PROMPT ▸ Repeat precisely the span of lines below that opens with the line containing "negative clicks: (808, 406)" and closes with the line containing "159L758 481L785 471L776", both included.
---+---
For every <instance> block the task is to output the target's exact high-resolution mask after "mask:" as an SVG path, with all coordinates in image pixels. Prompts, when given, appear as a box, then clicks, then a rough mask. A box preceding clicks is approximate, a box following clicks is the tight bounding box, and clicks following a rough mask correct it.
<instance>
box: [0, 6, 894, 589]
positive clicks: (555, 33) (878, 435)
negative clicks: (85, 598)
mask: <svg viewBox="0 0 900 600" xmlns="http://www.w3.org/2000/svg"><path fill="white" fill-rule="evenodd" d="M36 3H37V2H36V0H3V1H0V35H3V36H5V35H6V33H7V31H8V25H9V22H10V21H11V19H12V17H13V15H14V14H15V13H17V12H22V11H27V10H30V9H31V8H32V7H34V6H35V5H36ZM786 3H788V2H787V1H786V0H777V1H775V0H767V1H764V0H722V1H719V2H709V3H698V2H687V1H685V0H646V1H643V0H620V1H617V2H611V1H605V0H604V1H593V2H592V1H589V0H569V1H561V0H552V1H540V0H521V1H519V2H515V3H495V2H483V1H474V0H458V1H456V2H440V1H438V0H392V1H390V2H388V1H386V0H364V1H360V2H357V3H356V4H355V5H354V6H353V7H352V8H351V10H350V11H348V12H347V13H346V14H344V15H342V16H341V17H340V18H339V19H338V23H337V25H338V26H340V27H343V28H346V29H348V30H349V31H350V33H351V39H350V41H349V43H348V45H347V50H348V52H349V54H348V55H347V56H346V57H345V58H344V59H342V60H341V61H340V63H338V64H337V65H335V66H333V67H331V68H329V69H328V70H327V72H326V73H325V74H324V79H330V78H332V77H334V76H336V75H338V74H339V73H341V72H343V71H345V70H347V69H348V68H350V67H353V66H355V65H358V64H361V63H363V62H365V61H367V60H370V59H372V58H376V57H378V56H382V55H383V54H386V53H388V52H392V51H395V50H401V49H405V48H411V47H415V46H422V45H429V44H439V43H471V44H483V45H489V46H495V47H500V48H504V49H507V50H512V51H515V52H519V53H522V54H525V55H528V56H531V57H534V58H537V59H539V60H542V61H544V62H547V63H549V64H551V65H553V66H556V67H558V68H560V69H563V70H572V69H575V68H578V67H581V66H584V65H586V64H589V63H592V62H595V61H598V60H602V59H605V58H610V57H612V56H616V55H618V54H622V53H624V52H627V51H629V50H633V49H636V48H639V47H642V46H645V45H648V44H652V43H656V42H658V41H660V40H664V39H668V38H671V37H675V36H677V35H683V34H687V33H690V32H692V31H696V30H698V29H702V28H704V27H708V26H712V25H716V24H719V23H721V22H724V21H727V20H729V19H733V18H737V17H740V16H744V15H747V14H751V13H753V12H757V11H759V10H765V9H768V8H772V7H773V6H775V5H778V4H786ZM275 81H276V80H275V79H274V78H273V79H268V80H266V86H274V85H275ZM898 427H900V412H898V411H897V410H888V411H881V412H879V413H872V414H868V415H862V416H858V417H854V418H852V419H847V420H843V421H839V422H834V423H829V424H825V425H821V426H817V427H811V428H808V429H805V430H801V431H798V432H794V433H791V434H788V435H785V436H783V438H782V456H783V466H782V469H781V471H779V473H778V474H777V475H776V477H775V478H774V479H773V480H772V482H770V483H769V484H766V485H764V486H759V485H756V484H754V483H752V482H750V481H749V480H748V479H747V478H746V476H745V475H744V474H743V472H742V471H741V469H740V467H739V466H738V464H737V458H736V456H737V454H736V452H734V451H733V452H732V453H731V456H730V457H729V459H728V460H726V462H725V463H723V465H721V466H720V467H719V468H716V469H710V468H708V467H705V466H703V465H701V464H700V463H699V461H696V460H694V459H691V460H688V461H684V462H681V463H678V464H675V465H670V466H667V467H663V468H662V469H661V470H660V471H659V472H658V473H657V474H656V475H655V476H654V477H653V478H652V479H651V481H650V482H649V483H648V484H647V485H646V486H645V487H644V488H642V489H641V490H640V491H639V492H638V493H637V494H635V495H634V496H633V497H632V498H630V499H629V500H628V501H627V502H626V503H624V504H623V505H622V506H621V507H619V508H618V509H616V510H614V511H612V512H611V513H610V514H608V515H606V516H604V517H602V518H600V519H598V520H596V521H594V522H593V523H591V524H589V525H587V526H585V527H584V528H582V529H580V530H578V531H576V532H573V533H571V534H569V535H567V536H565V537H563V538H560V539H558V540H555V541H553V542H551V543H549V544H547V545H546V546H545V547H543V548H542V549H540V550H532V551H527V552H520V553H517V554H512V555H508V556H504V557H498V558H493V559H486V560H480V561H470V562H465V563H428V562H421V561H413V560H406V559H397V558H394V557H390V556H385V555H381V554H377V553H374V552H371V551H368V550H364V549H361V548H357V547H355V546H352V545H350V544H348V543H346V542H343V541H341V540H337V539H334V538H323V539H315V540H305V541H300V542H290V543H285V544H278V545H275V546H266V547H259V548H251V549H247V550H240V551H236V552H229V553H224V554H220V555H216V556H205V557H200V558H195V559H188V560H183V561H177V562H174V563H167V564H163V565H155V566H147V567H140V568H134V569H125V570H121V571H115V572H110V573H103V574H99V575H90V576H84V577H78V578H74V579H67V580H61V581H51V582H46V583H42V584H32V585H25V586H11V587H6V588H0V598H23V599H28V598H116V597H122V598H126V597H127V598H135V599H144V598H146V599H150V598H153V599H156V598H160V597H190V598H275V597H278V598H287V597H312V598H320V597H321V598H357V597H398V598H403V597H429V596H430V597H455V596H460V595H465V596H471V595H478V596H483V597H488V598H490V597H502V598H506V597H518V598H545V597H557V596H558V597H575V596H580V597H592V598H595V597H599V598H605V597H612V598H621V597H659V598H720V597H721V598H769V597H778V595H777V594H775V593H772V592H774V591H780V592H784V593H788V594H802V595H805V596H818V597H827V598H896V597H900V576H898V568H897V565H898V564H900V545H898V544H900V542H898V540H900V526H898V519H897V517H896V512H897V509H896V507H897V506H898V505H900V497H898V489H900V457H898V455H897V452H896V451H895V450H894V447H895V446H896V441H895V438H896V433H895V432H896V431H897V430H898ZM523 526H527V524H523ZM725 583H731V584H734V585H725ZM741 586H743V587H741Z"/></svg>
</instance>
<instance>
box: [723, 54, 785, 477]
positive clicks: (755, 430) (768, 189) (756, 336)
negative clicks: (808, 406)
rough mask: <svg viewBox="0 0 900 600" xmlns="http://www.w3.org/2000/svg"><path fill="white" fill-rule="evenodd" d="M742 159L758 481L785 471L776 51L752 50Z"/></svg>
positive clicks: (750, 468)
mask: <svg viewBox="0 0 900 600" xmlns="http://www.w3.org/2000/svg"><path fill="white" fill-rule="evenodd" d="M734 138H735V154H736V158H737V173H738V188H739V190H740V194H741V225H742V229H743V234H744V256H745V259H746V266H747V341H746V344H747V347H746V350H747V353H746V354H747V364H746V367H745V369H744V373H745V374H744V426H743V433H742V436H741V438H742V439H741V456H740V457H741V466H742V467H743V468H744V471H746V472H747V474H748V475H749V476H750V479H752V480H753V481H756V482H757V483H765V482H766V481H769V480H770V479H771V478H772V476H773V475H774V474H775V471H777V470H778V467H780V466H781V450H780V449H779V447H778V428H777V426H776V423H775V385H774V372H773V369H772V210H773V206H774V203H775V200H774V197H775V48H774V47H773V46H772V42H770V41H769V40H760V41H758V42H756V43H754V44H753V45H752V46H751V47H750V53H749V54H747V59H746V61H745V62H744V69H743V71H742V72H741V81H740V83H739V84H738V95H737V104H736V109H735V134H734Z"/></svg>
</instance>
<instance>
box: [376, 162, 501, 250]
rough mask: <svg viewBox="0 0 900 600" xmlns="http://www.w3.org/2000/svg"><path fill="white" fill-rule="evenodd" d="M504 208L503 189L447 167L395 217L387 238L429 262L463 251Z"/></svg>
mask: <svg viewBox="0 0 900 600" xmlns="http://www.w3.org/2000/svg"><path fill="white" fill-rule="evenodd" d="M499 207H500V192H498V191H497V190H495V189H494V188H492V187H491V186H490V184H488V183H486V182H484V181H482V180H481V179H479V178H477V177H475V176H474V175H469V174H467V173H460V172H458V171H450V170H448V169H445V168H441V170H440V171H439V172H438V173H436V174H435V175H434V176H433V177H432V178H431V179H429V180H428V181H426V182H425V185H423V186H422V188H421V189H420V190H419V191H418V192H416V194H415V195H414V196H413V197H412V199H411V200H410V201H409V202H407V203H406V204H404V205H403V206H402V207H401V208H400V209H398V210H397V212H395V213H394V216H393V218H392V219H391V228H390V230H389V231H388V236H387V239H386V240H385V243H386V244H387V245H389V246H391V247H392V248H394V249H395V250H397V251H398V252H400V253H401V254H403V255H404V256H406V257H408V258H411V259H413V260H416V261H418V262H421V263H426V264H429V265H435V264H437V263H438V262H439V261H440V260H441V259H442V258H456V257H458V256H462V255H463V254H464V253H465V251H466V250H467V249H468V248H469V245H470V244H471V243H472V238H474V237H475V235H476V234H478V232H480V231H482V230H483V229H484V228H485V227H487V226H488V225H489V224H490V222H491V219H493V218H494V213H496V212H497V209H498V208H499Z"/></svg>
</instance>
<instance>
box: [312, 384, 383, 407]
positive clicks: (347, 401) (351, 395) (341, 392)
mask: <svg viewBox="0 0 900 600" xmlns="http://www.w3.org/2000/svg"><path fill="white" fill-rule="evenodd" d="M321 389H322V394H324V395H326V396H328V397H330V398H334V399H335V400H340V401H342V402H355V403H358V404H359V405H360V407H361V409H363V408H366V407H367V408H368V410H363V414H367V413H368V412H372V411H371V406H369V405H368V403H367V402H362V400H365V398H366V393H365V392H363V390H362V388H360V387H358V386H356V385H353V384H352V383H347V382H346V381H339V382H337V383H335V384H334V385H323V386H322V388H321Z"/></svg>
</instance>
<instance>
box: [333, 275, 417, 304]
---+---
WRITTEN RESPONSE ▸
negative clicks: (808, 406)
rough mask: <svg viewBox="0 0 900 600" xmlns="http://www.w3.org/2000/svg"><path fill="white" fill-rule="evenodd" d="M742 159L758 481L785 471L776 51L752 50Z"/></svg>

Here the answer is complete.